- _PASSAGE SHOWN_

Overhead lifting* is *exactly* the purpose for which these devices *are* intended. What do you feel is unsafe? What would you propose instead?

*Definition, via the wiki:

> That process of lifting that would elevate a freely suspended load to such a position that dropping the load would present a possibility of bodily injury or property damage.


----------



## petercav17 (Mar 27, 2016)

derekleffew said:


> What do you feel is unsafe?



I did once witness an old, overloaded chain motor fail and the truss (which was a Foy rig) freefall 15 feet... Although I'm sure this isn't too common, I do wonder what the frequency of such accidents are. Though it was definitely avoidable had the motor been used properly..


----------



## DuckJordan (Mar 28, 2016)

Well I can tell you that those free fall acidents with motor still attached are negligible even with a brake broken you'll see a slowish decent rather than a crash to the ground. I've noticed a lot of the motors coming out of prg no longer have the dead end attached to the motor. As a note about bag failures its fairly easy to spot a shitty bag and they don't fail too often either. Likely as it was going up the chain stacked itself and positioned to free run out of the bag 1-2' of chain out of the bag will pull the rest up and out with it. See chains run a lot during roof season on some not so watchful roof techs.

- _RECORD EXCERPTS_
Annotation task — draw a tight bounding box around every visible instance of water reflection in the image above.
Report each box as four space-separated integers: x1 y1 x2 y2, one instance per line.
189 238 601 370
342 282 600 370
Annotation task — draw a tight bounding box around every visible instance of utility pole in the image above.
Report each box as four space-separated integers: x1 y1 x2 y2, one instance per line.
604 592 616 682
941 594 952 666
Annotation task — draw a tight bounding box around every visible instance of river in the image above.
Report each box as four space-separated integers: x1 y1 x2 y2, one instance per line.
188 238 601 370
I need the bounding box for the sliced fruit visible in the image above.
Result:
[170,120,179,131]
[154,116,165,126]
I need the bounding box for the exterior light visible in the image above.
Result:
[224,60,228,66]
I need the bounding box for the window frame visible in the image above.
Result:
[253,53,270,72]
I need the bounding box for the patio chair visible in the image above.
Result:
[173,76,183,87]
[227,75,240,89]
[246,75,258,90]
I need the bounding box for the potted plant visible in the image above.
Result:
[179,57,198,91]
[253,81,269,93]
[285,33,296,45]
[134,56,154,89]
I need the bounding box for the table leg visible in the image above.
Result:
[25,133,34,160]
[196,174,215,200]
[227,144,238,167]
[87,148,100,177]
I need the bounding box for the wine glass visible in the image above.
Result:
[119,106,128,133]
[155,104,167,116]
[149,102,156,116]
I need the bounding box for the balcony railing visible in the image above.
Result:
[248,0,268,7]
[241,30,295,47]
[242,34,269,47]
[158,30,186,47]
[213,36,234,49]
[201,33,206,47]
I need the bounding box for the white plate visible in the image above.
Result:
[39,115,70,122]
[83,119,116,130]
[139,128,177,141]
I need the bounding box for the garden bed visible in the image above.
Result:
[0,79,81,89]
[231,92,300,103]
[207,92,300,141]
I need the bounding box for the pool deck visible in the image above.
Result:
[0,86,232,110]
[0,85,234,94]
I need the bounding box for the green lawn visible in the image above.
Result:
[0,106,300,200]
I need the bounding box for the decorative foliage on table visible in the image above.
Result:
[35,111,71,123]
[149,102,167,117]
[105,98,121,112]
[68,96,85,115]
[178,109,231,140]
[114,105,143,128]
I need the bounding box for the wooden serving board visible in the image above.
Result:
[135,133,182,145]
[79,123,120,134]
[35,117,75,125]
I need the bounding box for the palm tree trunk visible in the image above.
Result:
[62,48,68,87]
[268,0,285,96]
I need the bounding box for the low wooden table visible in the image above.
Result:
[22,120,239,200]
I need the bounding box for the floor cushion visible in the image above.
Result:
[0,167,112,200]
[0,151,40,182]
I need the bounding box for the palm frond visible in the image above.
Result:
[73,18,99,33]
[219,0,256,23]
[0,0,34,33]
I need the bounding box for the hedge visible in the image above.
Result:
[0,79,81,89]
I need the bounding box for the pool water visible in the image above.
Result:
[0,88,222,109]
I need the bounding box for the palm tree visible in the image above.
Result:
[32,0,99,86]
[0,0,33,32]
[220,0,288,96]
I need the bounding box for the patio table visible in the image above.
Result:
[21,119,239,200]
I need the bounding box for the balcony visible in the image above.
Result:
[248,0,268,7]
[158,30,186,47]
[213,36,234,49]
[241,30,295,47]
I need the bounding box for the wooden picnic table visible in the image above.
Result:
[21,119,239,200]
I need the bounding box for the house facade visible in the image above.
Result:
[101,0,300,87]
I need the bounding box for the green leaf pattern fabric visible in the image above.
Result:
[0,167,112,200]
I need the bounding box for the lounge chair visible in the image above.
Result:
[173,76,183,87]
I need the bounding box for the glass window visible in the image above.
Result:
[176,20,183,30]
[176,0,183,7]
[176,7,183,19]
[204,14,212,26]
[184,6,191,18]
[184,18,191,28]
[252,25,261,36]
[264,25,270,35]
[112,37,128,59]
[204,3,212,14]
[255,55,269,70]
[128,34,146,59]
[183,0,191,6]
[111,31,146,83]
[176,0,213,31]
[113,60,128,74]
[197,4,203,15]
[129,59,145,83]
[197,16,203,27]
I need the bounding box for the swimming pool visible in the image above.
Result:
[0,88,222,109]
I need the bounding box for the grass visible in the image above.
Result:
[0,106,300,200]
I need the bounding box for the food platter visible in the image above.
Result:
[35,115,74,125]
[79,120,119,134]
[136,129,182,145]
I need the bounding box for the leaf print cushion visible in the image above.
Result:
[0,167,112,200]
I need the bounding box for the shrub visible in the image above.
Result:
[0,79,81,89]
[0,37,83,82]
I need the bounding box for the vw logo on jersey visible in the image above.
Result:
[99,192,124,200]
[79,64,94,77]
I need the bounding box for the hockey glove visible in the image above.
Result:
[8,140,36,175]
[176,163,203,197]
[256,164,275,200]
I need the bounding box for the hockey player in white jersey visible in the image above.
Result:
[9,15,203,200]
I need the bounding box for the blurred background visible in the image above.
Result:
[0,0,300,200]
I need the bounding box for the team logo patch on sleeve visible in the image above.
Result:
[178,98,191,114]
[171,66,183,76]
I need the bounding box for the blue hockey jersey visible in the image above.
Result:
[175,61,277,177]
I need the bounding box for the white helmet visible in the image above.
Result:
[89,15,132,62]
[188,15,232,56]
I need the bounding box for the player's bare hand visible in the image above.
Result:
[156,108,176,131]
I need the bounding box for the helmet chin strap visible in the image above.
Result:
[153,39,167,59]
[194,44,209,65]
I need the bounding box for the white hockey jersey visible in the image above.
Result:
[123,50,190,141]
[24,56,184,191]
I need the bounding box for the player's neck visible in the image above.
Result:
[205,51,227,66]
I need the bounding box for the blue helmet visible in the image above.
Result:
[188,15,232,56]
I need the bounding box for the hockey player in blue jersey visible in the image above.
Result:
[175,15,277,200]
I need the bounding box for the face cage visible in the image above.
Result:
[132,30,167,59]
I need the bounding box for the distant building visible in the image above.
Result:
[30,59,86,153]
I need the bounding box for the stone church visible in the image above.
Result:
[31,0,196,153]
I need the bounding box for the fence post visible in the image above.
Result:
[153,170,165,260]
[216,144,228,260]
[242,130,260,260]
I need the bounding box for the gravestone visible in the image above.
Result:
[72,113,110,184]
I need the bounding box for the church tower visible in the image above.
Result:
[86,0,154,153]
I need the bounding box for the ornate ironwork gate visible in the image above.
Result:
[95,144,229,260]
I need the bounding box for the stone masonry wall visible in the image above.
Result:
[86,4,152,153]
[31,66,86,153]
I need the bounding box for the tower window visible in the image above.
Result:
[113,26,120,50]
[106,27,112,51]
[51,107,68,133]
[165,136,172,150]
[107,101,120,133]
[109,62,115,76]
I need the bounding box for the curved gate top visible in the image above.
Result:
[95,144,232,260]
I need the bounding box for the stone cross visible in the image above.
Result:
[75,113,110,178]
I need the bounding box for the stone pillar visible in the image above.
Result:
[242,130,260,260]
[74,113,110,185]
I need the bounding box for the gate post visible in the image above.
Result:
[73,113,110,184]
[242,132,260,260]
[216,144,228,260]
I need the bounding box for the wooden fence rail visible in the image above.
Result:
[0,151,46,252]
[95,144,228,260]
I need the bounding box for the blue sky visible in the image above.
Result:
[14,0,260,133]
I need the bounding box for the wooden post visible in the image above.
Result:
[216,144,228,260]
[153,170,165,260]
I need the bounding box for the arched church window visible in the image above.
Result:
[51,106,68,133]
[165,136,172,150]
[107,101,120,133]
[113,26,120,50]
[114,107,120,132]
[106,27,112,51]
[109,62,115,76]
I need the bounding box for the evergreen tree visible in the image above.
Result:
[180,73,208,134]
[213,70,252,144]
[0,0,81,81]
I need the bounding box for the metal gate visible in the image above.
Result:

- _WHAT TO WORK ON_
From the chain motor thread, retype the stretch from "I did once witness" through "(Mar 28, 2016)".

- _SOLUTION TO THIS EXERCISE_
I did once witness an old, overloaded chain motor fail and the truss (which was a Foy rig) freefall 15 feet... Although I'm sure this isn't too common, I do wonder what the frequency of such accidents are. Though it was definitely avoidable had the motor been used properly..


----------



## DuckJordan (Mar 28, 2016)